**REQUIRED WORK**: Render the material below as a two-column CSV with the header input,output and one row for each block. Put the block's text under input and its answer under output, each as a single quoted field with line breaks replaced by spaces.

**RECORDS FOR THE TASK**:
* * * *

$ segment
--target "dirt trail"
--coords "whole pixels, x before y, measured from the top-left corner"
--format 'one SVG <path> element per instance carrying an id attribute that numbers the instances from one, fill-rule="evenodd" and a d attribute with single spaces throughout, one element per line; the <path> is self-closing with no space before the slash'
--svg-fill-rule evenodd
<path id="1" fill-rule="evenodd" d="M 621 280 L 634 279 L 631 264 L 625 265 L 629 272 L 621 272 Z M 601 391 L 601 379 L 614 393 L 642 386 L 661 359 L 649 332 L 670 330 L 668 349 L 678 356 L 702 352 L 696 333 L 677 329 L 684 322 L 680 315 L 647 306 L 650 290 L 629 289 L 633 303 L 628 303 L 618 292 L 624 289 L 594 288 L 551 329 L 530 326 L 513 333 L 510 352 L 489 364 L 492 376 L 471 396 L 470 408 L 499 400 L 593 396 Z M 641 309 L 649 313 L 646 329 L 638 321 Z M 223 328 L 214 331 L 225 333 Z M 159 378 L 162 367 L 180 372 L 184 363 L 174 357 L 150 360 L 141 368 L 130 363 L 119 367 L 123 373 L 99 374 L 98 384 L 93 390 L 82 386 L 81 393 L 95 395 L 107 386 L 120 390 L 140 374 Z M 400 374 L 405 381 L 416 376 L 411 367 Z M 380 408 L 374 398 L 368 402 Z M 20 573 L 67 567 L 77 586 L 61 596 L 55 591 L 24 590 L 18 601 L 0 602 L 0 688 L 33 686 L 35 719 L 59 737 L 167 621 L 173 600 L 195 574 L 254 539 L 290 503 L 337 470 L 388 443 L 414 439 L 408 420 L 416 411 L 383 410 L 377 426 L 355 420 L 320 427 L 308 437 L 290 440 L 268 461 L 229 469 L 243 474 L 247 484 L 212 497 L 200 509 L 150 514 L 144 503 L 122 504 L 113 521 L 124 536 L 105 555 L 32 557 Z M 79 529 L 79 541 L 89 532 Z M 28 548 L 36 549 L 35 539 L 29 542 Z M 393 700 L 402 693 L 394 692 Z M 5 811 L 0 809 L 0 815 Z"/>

* * * *

**COMPLETE OUTPUT**:
input,output
"$ segment --target ""dirt trail"" --coords ""whole pixels, x before y, measured from the top-left corner"" --format 'one SVG <path> element per instance carrying an id attribute that numbers the instances from one, fill-rule=""evenodd"" and a d attribute with single spaces throughout, one element per line; the <path> is self-closing with no space before the slash' --svg-fill-rule evenodd","<path id=""1"" fill-rule=""evenodd"" d=""M 621 280 L 634 279 L 631 264 L 625 265 L 629 272 L 621 272 Z M 601 391 L 601 379 L 614 393 L 642 386 L 661 359 L 649 332 L 670 330 L 668 349 L 678 356 L 702 352 L 696 333 L 677 329 L 684 322 L 680 315 L 647 306 L 650 290 L 629 289 L 633 303 L 628 303 L 618 292 L 624 289 L 594 288 L 551 329 L 530 326 L 513 333 L 510 352 L 489 364 L 492 376 L 471 396 L 470 408 L 499 400 L 593 396 Z M 641 309 L 649 313 L 646 329 L 638 321 Z M 223 328 L 214 331 L 225 333 Z M 159 378 L 162 367 L 180 372 L 184 363 L 174 357 L 150 360 L 141 368 L 130 363 L 119 367 L 123 373 L 99 374 L 98 384 L 93 390 L 82 386 L 81 393 L 95 395 L 107 386 L 120 390 L 140 374 Z M 400 374 L 405 381 L 416 376 L 411 367 Z M 380 408 L 374 398 L 368 402 Z M 20 573 L 67 567 L 77 586 L 61 596 L 55 591 L 24 590 L 18 601 L 0 602 L 0 688 L 33 686 L 35 719 L 59 737 L 167 621 L 173 600 L 195 574 L 254 539 L 290 503 L 337 470 L 388 443 L 414 439 L 408 420 L 416 411 L 383 410 L 377 426 L 355 420 L 320 427 L 308 437 L 290 440 L 268 461 L 229 469 L 243 474 L 247 484 L 212 497 L 200 509 L 150 514 L 144 503 L 122 504 L 113 521 L 124 536 L 105 555 L 32 557 Z M 79 529 L 79 541 L 89 532 Z M 28 548 L 36 549 L 35 539 L 29 542 Z M 393 700 L 402 693 L 394 692 Z M 5 811 L 0 809 L 0 815 Z""/>"